►

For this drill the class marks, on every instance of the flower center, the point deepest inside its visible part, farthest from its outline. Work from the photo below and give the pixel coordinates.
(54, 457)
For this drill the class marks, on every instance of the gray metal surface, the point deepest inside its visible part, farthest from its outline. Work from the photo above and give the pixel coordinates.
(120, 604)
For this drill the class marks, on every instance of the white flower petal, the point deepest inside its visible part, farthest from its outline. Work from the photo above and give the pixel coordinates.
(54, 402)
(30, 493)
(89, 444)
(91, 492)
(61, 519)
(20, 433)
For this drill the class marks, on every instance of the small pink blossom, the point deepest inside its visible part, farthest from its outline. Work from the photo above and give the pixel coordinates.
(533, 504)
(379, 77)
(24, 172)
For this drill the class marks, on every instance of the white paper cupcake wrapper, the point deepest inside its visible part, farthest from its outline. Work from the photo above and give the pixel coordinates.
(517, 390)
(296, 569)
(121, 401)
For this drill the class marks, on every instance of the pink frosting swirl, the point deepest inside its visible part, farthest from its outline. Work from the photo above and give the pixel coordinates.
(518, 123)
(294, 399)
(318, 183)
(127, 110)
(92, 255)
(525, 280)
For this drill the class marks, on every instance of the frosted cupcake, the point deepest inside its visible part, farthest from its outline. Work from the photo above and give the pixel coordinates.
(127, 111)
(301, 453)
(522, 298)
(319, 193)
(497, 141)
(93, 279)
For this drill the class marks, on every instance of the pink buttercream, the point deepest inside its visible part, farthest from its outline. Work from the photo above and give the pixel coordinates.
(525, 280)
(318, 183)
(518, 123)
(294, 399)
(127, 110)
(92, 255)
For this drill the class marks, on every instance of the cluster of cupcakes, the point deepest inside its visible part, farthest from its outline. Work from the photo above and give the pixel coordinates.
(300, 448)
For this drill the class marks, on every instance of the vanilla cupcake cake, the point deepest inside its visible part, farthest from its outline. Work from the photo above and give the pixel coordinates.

◄

Could you transcribe each entry exactly as it stands?

Task output.
For this drill the class marks, on every instance of the flower center, the point deepest inside its visible part, farthest from its outline. Work from the photo below and give the pixel coordinates.
(54, 457)
For this drill the class marks, on every instance of the gray metal surface, the point deepest inside its visible part, farthest from its outline. Work from the photo above and give the pixel coordinates.
(120, 604)
For this drill the class marks, on every instance of the white flower petal, the point deepest inside its visible part, farthest from its outline. Work from the photo above and give the pixel coordinates.
(54, 402)
(30, 493)
(89, 444)
(91, 492)
(61, 519)
(20, 433)
For this drill the class marks, on every instance of the small pink blossom, the point deepest inside its visible part, farthest from its outline. Work from the photo above and give the pixel coordinates.
(533, 504)
(379, 77)
(24, 172)
For this drill the class marks, on every instance of the white paper cupcake wrapper, the point deepest inside its visible part, farthest from its outline. Work from the photo above and give the pixel coordinates.
(517, 390)
(296, 569)
(121, 401)
For this drill the class marks, on every instance of the pink frosting swirl, the point deepest inside its visible part, farthest from its outline. Work from the photo above and give the pixel coordinates.
(518, 123)
(294, 399)
(318, 183)
(127, 110)
(92, 255)
(525, 280)
For this drill the class marks, on every instance of the frosted cupcake, the point deepest inside its visible part, farthest from its outline. Work from the photo above and give the pixel coordinates.
(127, 111)
(301, 453)
(522, 298)
(319, 193)
(497, 141)
(93, 279)
For this drill the class marks, on every instance of the pink buttercream, the point deepest inside its visible part, farthest from its outline. Work from the photo above and give the pixel coordinates.
(525, 280)
(318, 183)
(518, 123)
(294, 399)
(127, 110)
(92, 255)
For this drill the class marks, on every instance of the cluster of cupcakes, the point deepest inside its visible part, farthest from its outline. Work from the photo above and give the pixel coordinates.
(300, 448)
For this drill the class marks, on every instance of the vanilla cupcake cake, the point deepest inside its visible part, farthest from its outline. Work from the photo above and give the pixel coordinates.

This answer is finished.